WORK TASK
Please reproduce all of the listing below exactly and drop its images.

RECORDS FOR THIS EXERCISE
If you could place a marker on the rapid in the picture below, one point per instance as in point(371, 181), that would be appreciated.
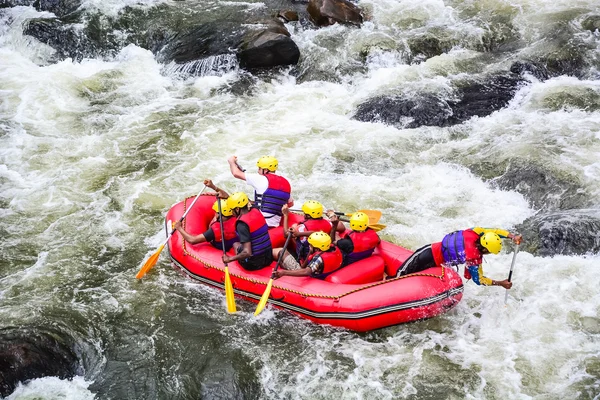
point(93, 152)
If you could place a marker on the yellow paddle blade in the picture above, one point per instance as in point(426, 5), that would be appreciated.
point(150, 263)
point(374, 215)
point(263, 300)
point(377, 227)
point(229, 293)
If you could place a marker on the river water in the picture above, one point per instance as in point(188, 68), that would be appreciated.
point(93, 154)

TASK OUTPUT
If you could place a marker on the rapid in the picture below, one point per instance as in point(371, 181), that would be appreciated.
point(93, 152)
If you could place a marker on the yellow paddle blade in the picture above, one point per instance as in point(426, 5), that would be appreciated.
point(150, 263)
point(374, 215)
point(263, 300)
point(377, 227)
point(229, 293)
If you could place a marker on the river water in the picture above, one point per instance as in point(188, 68), that would be appreciated.
point(93, 154)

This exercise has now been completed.